Input rows —
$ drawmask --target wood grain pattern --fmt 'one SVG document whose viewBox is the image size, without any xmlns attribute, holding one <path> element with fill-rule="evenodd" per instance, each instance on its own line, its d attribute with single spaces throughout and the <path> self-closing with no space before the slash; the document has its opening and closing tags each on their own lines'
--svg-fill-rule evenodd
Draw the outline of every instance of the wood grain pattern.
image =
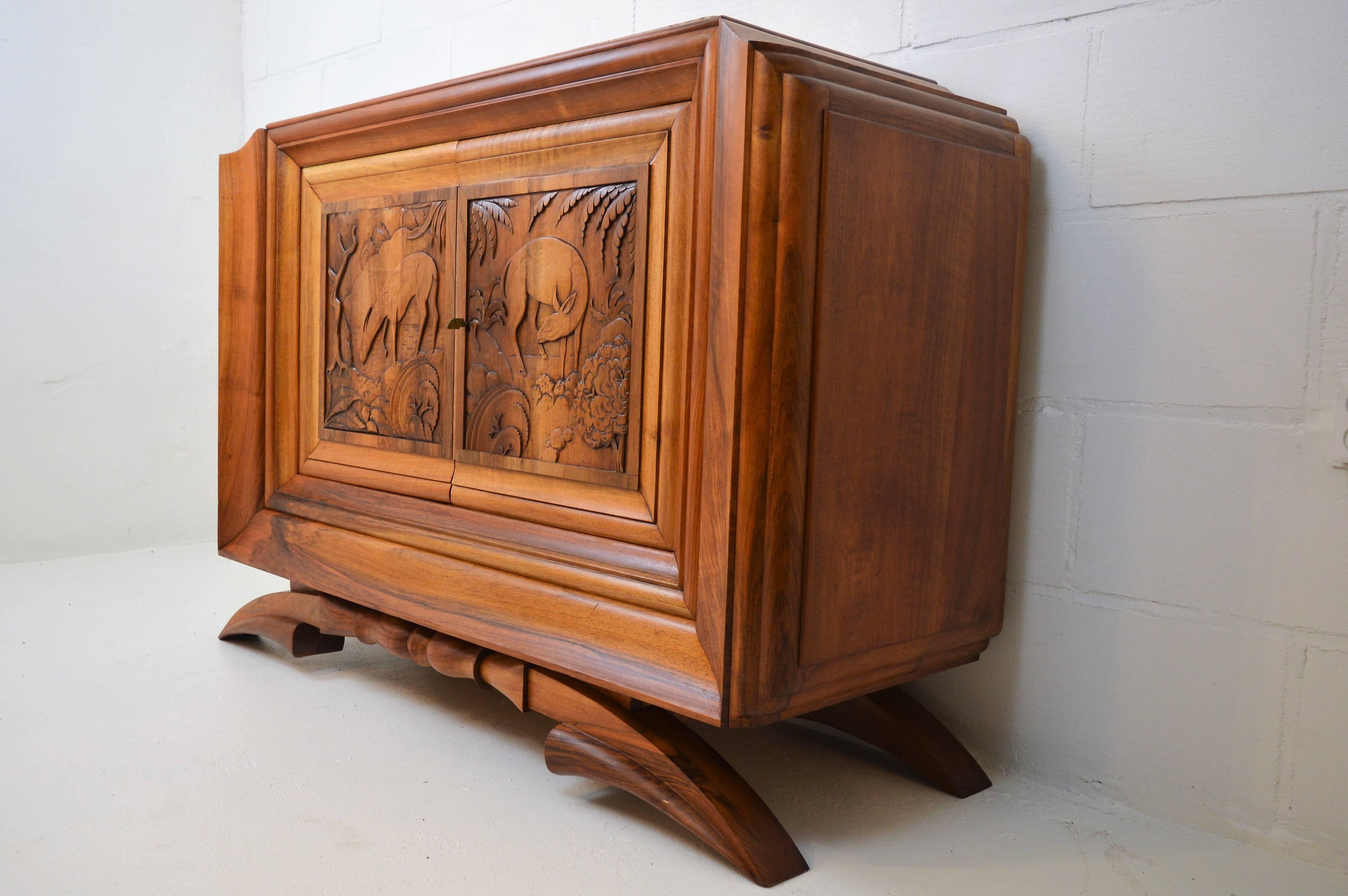
<svg viewBox="0 0 1348 896">
<path fill-rule="evenodd" d="M 220 476 L 217 539 L 266 500 L 267 132 L 220 156 Z"/>
<path fill-rule="evenodd" d="M 477 463 L 623 474 L 640 447 L 644 195 L 636 179 L 545 186 L 481 186 L 493 195 L 465 201 L 461 447 Z"/>
<path fill-rule="evenodd" d="M 443 439 L 448 213 L 427 198 L 326 216 L 326 428 Z"/>
<path fill-rule="evenodd" d="M 999 631 L 1029 177 L 1003 110 L 710 19 L 263 140 L 222 241 L 266 296 L 222 341 L 266 371 L 228 555 L 721 725 Z M 256 454 L 231 412 L 221 457 Z"/>
<path fill-rule="evenodd" d="M 964 799 L 992 787 L 964 744 L 898 687 L 816 710 L 805 718 L 883 749 L 952 796 Z"/>
<path fill-rule="evenodd" d="M 632 710 L 566 675 L 314 591 L 263 596 L 235 613 L 220 637 L 249 635 L 268 637 L 295 656 L 341 649 L 344 637 L 356 637 L 443 675 L 472 678 L 504 694 L 520 711 L 561 722 L 545 742 L 549 771 L 639 796 L 760 887 L 809 870 L 759 795 L 665 710 Z"/>
<path fill-rule="evenodd" d="M 328 594 L 720 721 L 693 624 L 430 551 L 262 511 L 222 551 Z"/>
</svg>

Aim of the task — Reproduce all of the lines above, substituting "marble vein pattern" for every occurrence of "wood grain pattern" and leaving everything else unchanged. Omit the pictures from the answer.

Result —
$ drawmask --target marble vein pattern --fmt 'one SVG document whose viewBox is the image size, without any xmlns attribute, holding one <path> element with fill-rule="evenodd" per instance, each instance on its own line, its d attribute with single spaces throughout and the <path> self-closing with no space before the slash; the document has its opening and closing tags each on their own lines'
--svg-fill-rule evenodd
Draw the outline of every instance of the marble vein pattern.
image =
<svg viewBox="0 0 1348 896">
<path fill-rule="evenodd" d="M 220 476 L 217 539 L 266 500 L 267 132 L 220 156 Z"/>
<path fill-rule="evenodd" d="M 477 463 L 623 474 L 640 447 L 644 195 L 636 179 L 545 186 L 481 186 L 493 195 L 465 201 L 461 447 Z"/>
<path fill-rule="evenodd" d="M 443 439 L 448 213 L 427 198 L 326 216 L 326 428 Z"/>
<path fill-rule="evenodd" d="M 999 631 L 1029 177 L 1003 110 L 710 19 L 263 140 L 222 241 L 266 296 L 222 341 L 266 371 L 228 555 L 721 725 Z M 256 454 L 231 412 L 221 457 Z"/>
<path fill-rule="evenodd" d="M 964 799 L 992 787 L 964 744 L 898 687 L 816 710 L 805 718 L 883 749 L 952 796 Z"/>
<path fill-rule="evenodd" d="M 632 710 L 566 675 L 314 591 L 263 596 L 235 613 L 220 637 L 249 635 L 268 637 L 295 656 L 341 649 L 344 637 L 356 637 L 443 675 L 472 678 L 504 694 L 520 711 L 561 722 L 545 742 L 549 771 L 639 796 L 760 887 L 809 870 L 759 795 L 665 710 Z"/>
<path fill-rule="evenodd" d="M 328 594 L 720 721 L 693 624 L 430 551 L 262 511 L 222 551 Z"/>
</svg>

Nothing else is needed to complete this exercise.